課題の指示: 平屋を豪邸に見せる方法についての文章を、最後の文の次から書き継ぎなさい。

*** 読むべき抜粋 ***

総務省統計局の「平成30年住宅・土地統計調査 土地集計結果」によると、平屋の数は2000年~2005年時点では7.5%でしたが、2018年には12.8%、2020年には11.8%と右肩上がりで増え続けています。人口減少により新築住宅の着工数が年々減少傾向にあるなかで、着工数が増え続けていることを考えると、ひそかな平屋ブームといえます。
平屋ブームの理由は、以下のようなことが挙げられます。
- リモートワーカーが増えて都心に住む必要性がなくなり、若い人が平屋に興味を持つようになった
- 高齢化により階段がなく段差も少ないバリアフリー住宅として注目されるようになった
平屋住宅は素朴なイメージがあるかもしれませんが、だからこそ低価格でも豪邸にすることが可能です。本記事では平屋を豪邸にしたい方へ、平屋が豪邸かどうかの判断基準、平屋を豪邸かつおしゃれに見せる方法、低予算でも豪邸に見える平屋にするコツを紹介します。
平屋が豪邸かどうかの一般的な判断基準
平屋が豪邸かどうかの一般的な判断基準は次のとおりです。
- 天井が高いかどうか
- 敷地面積は100坪以上かどうか
- 外構が豪華に見えるかどうか
それぞれ詳しく見ていきましょう。
天井が高いかどうか
広くて開放感があると豪邸に見えやすいです。高い天井にすることで、縦空間に開放感が生まれ、実際の部屋の大きさよりも広く見える効果があります。
一般的に天井の高さは法律で決まっていますが、平屋であれば、高さ制限に引っかからずに上部を開放的につくれます。
また、天井を勾配にするなどしてあえて室内に屋根の形を見せるような設計にすると、全体的な空間の印象がグッとおしゃれに変わります。
天井を高くすることは採光面でもメリットがあります。高窓などを設けると、より高い位置から太陽の光を取り入れられ、家全体に光が行き届き明るい雰囲気になります。

*** 提供資料 ***

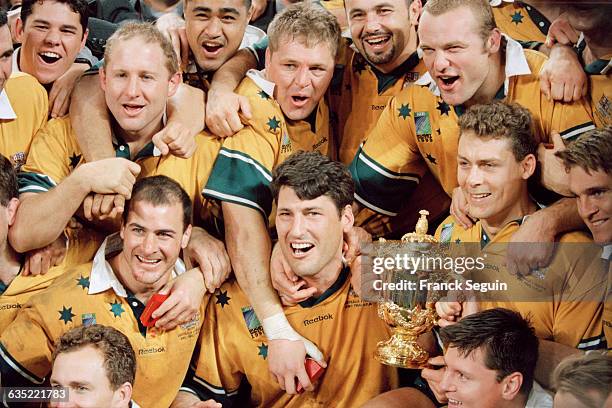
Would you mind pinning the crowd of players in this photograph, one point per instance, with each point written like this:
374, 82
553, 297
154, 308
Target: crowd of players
186, 153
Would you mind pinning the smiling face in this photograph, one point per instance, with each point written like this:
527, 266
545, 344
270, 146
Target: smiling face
455, 54
468, 383
153, 237
492, 180
381, 30
50, 40
310, 231
82, 372
301, 76
214, 30
137, 85
594, 200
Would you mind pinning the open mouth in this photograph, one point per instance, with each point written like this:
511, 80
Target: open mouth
132, 109
377, 41
148, 261
49, 57
301, 248
212, 47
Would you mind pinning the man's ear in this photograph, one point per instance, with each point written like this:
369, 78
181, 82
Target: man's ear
528, 164
494, 41
85, 34
19, 30
347, 218
511, 385
123, 395
174, 83
12, 210
102, 75
414, 12
186, 236
268, 57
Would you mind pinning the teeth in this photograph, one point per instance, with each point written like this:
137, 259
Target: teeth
149, 261
300, 246
50, 54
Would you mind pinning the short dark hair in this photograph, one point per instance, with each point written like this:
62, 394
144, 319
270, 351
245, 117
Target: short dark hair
116, 350
3, 18
582, 375
158, 191
78, 6
311, 175
8, 181
501, 120
507, 339
591, 151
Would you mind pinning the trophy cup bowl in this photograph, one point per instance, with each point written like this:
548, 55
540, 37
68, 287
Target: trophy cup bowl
408, 313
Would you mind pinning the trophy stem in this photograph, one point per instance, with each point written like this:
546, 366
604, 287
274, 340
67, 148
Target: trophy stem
402, 350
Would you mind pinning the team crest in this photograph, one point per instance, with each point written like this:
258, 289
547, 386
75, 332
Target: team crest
89, 319
423, 126
18, 160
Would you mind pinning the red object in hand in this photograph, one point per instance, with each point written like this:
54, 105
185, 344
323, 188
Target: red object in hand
155, 302
314, 371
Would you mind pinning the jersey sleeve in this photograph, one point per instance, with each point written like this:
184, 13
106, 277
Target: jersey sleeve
388, 166
25, 349
49, 160
242, 172
214, 374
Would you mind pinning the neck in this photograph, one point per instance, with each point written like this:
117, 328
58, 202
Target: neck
599, 45
138, 139
548, 9
494, 80
9, 264
142, 292
325, 278
410, 48
521, 208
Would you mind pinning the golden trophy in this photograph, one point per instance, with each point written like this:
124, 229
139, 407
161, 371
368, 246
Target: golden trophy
408, 313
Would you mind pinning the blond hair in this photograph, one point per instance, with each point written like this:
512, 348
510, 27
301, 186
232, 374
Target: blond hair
480, 8
306, 22
150, 35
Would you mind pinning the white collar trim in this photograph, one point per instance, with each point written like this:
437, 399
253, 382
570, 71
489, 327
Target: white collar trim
6, 109
103, 277
516, 64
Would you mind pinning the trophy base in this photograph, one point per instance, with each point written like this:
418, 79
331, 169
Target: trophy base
402, 352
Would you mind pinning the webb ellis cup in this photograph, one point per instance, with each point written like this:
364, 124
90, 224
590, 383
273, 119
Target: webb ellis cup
409, 313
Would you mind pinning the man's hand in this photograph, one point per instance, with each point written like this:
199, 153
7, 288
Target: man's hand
258, 7
562, 78
552, 171
287, 284
434, 377
175, 139
110, 176
173, 27
40, 260
460, 209
222, 116
532, 246
59, 96
103, 206
561, 32
186, 294
209, 254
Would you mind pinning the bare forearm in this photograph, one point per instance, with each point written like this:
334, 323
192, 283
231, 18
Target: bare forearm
49, 211
90, 119
249, 248
550, 355
229, 75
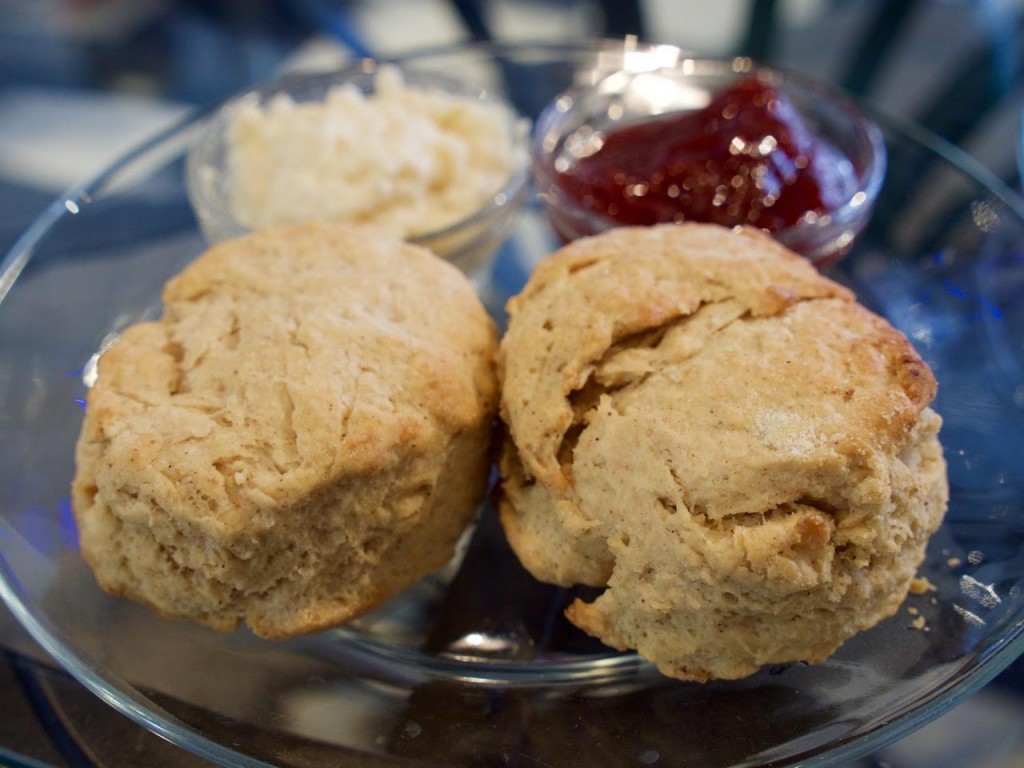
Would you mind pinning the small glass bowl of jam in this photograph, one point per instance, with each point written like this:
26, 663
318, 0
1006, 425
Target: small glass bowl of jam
714, 140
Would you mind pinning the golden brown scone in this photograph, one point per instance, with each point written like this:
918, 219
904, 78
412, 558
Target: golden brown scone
301, 435
724, 438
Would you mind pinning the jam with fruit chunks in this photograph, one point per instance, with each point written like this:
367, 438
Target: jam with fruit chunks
747, 158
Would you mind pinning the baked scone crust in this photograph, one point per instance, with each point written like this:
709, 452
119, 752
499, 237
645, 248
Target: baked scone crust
741, 454
302, 434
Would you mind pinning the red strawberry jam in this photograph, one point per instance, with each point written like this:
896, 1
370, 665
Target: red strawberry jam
745, 158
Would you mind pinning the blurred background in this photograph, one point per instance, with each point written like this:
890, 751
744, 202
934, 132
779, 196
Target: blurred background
83, 81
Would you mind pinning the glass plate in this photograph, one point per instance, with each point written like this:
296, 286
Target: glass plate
475, 666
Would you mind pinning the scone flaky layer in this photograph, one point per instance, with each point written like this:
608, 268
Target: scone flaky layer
725, 439
303, 433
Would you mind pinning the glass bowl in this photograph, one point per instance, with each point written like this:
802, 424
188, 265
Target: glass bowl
467, 241
578, 122
476, 666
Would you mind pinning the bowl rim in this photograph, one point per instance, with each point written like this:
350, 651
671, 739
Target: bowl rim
209, 206
869, 178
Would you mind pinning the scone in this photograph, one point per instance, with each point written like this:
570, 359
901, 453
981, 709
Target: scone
301, 435
724, 439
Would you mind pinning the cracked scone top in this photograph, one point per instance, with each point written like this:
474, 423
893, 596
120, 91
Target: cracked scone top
301, 435
724, 439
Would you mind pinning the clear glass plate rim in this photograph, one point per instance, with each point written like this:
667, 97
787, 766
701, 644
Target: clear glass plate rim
123, 696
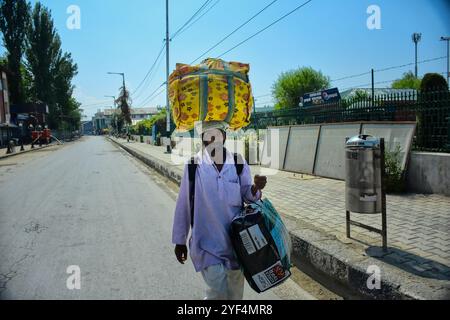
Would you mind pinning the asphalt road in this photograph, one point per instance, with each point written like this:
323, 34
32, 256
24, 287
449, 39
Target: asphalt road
91, 205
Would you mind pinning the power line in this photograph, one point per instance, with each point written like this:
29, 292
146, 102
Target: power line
409, 64
264, 95
209, 9
265, 28
235, 30
379, 82
146, 100
152, 76
150, 70
388, 68
94, 104
158, 94
190, 19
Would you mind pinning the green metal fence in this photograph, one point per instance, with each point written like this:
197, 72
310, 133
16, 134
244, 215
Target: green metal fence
431, 111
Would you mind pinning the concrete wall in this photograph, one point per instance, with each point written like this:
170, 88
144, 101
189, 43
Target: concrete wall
429, 172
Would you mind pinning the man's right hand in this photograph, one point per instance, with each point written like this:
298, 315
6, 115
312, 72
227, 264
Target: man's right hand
181, 253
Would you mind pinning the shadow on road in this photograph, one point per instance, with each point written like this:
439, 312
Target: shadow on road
411, 263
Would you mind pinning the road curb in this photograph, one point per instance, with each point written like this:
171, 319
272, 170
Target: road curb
25, 151
333, 260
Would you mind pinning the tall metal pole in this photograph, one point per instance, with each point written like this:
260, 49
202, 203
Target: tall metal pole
415, 59
167, 77
373, 88
448, 61
416, 37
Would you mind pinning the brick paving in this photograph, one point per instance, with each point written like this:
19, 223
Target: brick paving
418, 225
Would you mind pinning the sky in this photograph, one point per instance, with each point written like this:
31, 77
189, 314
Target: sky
328, 35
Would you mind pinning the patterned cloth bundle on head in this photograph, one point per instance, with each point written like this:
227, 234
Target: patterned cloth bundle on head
214, 90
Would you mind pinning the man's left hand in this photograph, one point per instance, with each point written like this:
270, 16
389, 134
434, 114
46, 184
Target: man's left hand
259, 183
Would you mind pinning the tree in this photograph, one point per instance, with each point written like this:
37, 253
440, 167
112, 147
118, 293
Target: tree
433, 82
14, 21
51, 71
68, 107
43, 52
124, 103
408, 81
292, 85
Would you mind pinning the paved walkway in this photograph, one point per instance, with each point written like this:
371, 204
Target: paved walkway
418, 225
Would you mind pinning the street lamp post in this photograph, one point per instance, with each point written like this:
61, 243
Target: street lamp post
416, 37
114, 107
123, 82
448, 62
169, 147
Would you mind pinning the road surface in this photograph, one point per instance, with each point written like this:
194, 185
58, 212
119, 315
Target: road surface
90, 205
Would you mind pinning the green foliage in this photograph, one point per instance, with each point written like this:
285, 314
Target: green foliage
408, 81
292, 85
14, 21
433, 82
49, 71
394, 178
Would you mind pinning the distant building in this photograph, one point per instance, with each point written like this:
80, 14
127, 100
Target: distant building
29, 113
87, 127
139, 114
102, 119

***

演習の解答:
敷地面積は100坪以上かどうか
ゆとりのある広い土地に建築することも、豪華と思われる判断基準のひとつです。住宅金融機構の「2021年度フラット35利用者調査資料」によれば、2021年度の注文住宅の床面積は全国平均で123.8㎡(約37坪)でした。100坪の土地であれば、注文住宅における床面積の平均値の2.5倍以上もあり、その豪華さが伺えます。
屋外の空間を贅沢に確保すると、間取りはもちろん、外構など全体的な設計の自由度が高まります。たとえば、広い敷地を活用し、車を収納するビルトインガレージを設置することで、高級感のあるおしゃれな外観になります。ガレージは玄関周りの収納である、エントランスクロークともつながっているので、気軽に行き来ができる点も魅力です。
外構が豪華に見えるかどうか
豪華に見えるポイントは、建物本体だけではありません。外構に広々としたスペースやおしゃれな植栽があると、広い敷地に佇む豪邸のような印象です。
外構の植栽を生かしてリビングに大きな窓を設け、中庭の緑を取り込むような設計にすると、中からも外からも高級感が漂います。外構に飾る植栽はお手入れをして、きれいな状態を保つのも大切なポイントです。
豪邸=おしゃれではない!平屋をおしゃれに見せる方法
水平方向への広がりが平屋の魅力ですが、天井と床が全面フラットなままでは、プレハブのようにのっぺりとした単調な印象になりかねません。つまり、ただ広いだけの豪邸=おしゃれではありません。
随所に紹介するような工夫をすることで、空間に変化が生まれ、単調な印象を避けられます。
中庭や坪庭を設ける
中庭や坪庭をつくると、建物と庭に一体的なつながりが生まれ豪華に見えます。平屋は地面との距離が近いため、建物の中心やリビング前などに中庭を設ければ、高原に佇むような雰囲気が醸し出され、高級感や贅沢感が増します。
写真のようにコの字型の建物にして、コの字の空いた部分に中庭を設ける間取りでは、高級感を感じさせるだけでなく、ある程度建物で囲まれることでプライベートな空間を確保しやすいのも魅力的です。屋内に3方向の窓が設置されるため、すべての部屋の日当たりがよくなり、明るく風通しのよい開放的な印象変わります。
外観にこだわる
外観も平屋をおしゃれに見せるポイントのひとつです。原則として、床から上階までの高さとその軒の高さをなるべく低く抑え、建物が横に長い見た目にすると美しく見えます。
平屋では、屋根が横に美しく流れる片流れ屋根や、切妻屋根が人気の屋根形状で、片流れ屋根の場合、家の顔になるファザード、つまり建物正面からの外観全体が道路側から見えるようにすると上品かつ豪華な印象です。
高さの変化でメリハリをつける
設計によっては単調な印象になりかねない平屋ですが、天井や床の高さに変化をつければ空間にメリハリが生まれます。
たとえば、形状や空間の異なる2つの空間のあいだに天井が低いスペースをつくるとのっぺりとした印象が薄れ、違和感なくおしゃれに変わります。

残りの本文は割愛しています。